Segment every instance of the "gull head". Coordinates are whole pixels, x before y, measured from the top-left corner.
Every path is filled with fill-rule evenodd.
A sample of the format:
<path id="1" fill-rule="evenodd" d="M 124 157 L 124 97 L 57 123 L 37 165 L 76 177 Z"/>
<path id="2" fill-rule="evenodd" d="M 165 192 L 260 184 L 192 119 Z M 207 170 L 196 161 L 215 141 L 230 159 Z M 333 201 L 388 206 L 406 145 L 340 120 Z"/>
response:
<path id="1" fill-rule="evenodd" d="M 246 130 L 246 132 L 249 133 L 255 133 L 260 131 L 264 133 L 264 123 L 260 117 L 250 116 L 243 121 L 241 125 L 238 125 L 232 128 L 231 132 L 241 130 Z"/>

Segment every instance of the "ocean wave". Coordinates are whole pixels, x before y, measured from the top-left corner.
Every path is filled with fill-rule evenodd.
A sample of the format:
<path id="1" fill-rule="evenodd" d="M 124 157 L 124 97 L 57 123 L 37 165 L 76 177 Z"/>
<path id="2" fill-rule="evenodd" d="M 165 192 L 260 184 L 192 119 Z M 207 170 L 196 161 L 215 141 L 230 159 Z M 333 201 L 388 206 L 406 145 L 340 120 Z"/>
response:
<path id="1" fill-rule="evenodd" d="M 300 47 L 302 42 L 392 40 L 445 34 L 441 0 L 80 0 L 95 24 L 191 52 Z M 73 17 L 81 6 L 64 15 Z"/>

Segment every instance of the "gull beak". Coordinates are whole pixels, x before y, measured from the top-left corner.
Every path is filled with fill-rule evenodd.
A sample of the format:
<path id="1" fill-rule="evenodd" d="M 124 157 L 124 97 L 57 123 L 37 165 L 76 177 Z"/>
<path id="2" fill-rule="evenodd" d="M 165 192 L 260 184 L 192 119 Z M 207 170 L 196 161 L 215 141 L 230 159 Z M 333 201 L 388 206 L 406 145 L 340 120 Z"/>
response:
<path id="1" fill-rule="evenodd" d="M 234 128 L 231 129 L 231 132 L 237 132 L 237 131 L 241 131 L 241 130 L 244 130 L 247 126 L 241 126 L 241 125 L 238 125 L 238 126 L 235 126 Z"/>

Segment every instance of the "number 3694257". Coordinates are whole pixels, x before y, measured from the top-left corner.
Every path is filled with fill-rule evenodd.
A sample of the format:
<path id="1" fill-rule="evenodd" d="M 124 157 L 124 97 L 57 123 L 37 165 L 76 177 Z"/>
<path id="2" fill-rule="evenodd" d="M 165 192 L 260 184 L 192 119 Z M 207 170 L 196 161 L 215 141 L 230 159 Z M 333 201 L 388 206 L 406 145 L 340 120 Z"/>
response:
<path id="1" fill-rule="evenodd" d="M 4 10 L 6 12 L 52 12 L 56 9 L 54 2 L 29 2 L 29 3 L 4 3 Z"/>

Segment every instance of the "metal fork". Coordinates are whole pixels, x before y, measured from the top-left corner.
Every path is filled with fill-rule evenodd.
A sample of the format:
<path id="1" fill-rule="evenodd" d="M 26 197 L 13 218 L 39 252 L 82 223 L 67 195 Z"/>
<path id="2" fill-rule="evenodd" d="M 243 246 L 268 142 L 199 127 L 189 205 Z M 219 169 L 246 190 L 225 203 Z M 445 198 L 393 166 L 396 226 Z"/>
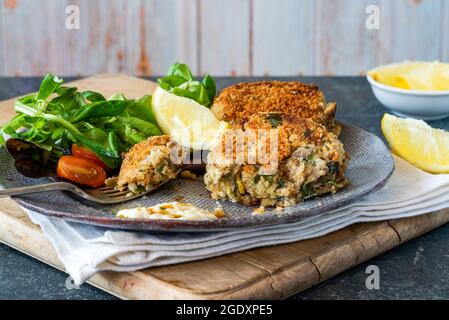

**WHAT TO PRODUCE**
Reproduce all of the entries above word for word, leaving out the pictures.

**SOLUTION TO THE EXERCISE**
Segment every instance of the "gull head". Coordinates are whole pixels, x before y, measured from the top-left corner.
Every path is filled with fill-rule evenodd.
A sample of the format:
<path id="1" fill-rule="evenodd" d="M 124 157 L 124 97 L 57 123 L 37 165 L 76 177 Z"/>
<path id="2" fill-rule="evenodd" d="M 165 192 L 260 184 L 192 119 Z M 207 170 L 196 161 L 215 141 L 230 159 Z M 333 201 L 388 206 L 406 145 L 340 120 Z"/>
response:
<path id="1" fill-rule="evenodd" d="M 246 130 L 246 132 L 249 133 L 255 133 L 260 131 L 264 133 L 264 123 L 260 117 L 250 116 L 243 121 L 241 125 L 238 125 L 232 128 L 231 132 L 241 130 Z"/>

Segment every instance of the "ocean wave". Coordinates are whole pixels, x before y, measured from the top-left corner.
Every path is filled with fill-rule evenodd.
A sample of the format:
<path id="1" fill-rule="evenodd" d="M 124 157 L 124 97 L 57 123 L 37 165 L 76 177 Z"/>
<path id="2" fill-rule="evenodd" d="M 165 192 L 260 184 L 192 119 Z M 207 170 L 196 161 L 215 141 L 230 159 Z M 333 201 L 388 206 L 406 145 L 340 120 Z"/>
response:
<path id="1" fill-rule="evenodd" d="M 300 47 L 302 42 L 392 40 L 445 34 L 441 0 L 80 0 L 95 24 L 191 52 Z M 73 17 L 81 6 L 64 15 Z"/>

Segment every instance of the "gull beak". Coordinates are whole pixels, x before y, measured from the top-left corner.
Every path is filled with fill-rule evenodd.
A sample of the format:
<path id="1" fill-rule="evenodd" d="M 124 157 L 124 97 L 57 123 L 37 165 L 76 177 Z"/>
<path id="2" fill-rule="evenodd" d="M 165 192 L 260 184 L 192 119 Z M 207 170 L 196 161 L 215 141 L 230 159 Z M 333 201 L 388 206 L 406 145 L 340 120 Z"/>
response:
<path id="1" fill-rule="evenodd" d="M 234 128 L 231 129 L 231 132 L 237 132 L 237 131 L 241 131 L 241 130 L 244 130 L 247 126 L 241 126 L 241 125 L 238 125 L 238 126 L 235 126 Z"/>

Segment every instance of the "number 3694257". Coordinates are whole pixels, x before y, measured from the top-left corner.
Every path is filled with fill-rule evenodd.
A sample of the format:
<path id="1" fill-rule="evenodd" d="M 124 157 L 124 97 L 57 123 L 37 165 L 76 177 Z"/>
<path id="2" fill-rule="evenodd" d="M 165 192 L 260 184 L 192 119 Z M 207 170 L 196 161 L 215 141 L 230 159 Z M 333 201 L 388 206 L 406 145 L 340 120 Z"/>
response:
<path id="1" fill-rule="evenodd" d="M 4 10 L 6 12 L 52 12 L 56 9 L 54 2 L 29 2 L 29 3 L 4 3 Z"/>

Segment every instance of the "metal fork". Coordinates are whole pixels, x before y, measured from the top-left corner.
Every path is filled with fill-rule evenodd.
A sample of the format:
<path id="1" fill-rule="evenodd" d="M 26 197 L 13 218 L 39 252 L 82 223 L 67 195 Z"/>
<path id="2" fill-rule="evenodd" d="M 243 246 L 268 142 L 199 127 L 189 205 Z M 219 169 L 246 190 L 225 203 Z M 445 198 L 393 166 L 396 226 Z"/>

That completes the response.